Notably, the regression model presented a large effect size (Cohen’s F2 = 1.004), and explained 50.1% of variance, with variables exhibiting substantially different individual significance levels. These results underscore the importance of evaluating predictors within multivariate frameworks, as the contribution of individual variables may be masked or enhanced by interrelationships with others. Accordingly, future studies involving larger cohorts are warranted to enable the inclusion of additional predictors without compromising statistical rigor.

Strengths, limitations, and further research

The novelty and application of a wide range of assessments, performed by experienced staff using validated methods, were the main strengths of this study. Although the sample may be considered small, a unique population of highly trained athletes was investigated. Unfortunately, the sample size forced the combined regression analysis of female and male athletes together. A larger cohort might have allowed for the development of an improved and more accurate model. The physiological indices from cardiopulmonary tests, blood tests, and CO rebreathing were collected from 4 weeks before to 4 weeks after the cycling tests, which remains a notable study limitation. During such a period, these indices may have slightly fluctuated due to typical temporal variations, potentially affecting the consistency of the findings. Moreover, in athletes with very low body fat, BSA may not accurately reflect body composition, potentially affecting the interpretation of normalized physiological values. However, Mosteller’s formula that was applied in our study exhibits a low systematic error (under 1.5%) and low random error (standard deviation of the differences of approximately 2%) [48]. Estimating CP from a single test is often applied; however, employing at least 2 testing efforts would significantly improve the reliability of such measurements [48]. Furthermore, since swimming remains a considerable part of triathlon training, the included triathletes might occasionally be exposed to short hypoxia bouts [49]. Although no significant differences between triathletes and speedskaters were observed, we cannot exclude the possibility that the swimming training might have been a confounding factor. Finally, a cross-sectional study design was applied, and causal inferences should not be drawn.

= DATA EXTRACT =
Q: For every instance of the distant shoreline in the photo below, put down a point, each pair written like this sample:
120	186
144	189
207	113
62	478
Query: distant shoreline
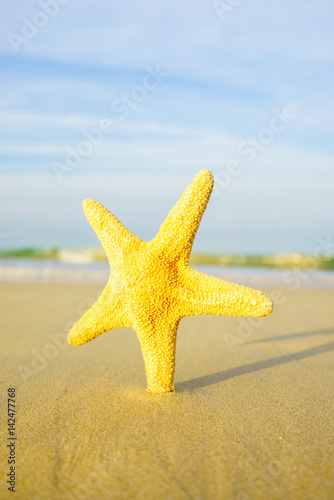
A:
91	255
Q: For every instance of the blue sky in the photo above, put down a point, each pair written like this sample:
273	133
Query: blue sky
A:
227	76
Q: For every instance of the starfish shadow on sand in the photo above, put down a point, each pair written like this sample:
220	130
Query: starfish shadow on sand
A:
325	331
217	377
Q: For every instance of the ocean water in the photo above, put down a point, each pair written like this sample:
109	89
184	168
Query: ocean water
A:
43	270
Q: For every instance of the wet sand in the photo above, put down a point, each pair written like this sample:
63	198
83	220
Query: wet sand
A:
252	416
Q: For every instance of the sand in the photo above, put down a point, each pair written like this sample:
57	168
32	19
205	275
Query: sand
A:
251	418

= WORK INSTRUCTIONS =
**a)** In the excerpt on the athlete study, repeat the stretch from "Notably, the regression" through "compromising statistical rigor.".
**b)** Translate this sentence from the excerpt on the athlete study into Spanish: "Finally, a cross-sectional study design was applied, and causal inferences should not be drawn."

= LIST OF ANSWERS =
**a)**
Notably, the regression model presented a large effect size (Cohen’s F2 = 1.004), and explained 50.1% of variance, with variables exhibiting substantially different individual significance levels. These results underscore the importance of evaluating predictors within multivariate frameworks, as the contribution of individual variables may be masked or enhanced by interrelationships with others. Accordingly, future studies involving larger cohorts are warranted to enable the inclusion of additional predictors without compromising statistical rigor.

**b)** Por último, se aplicó un diseño de estudio transversal, y no deben extraerse inferencias causales.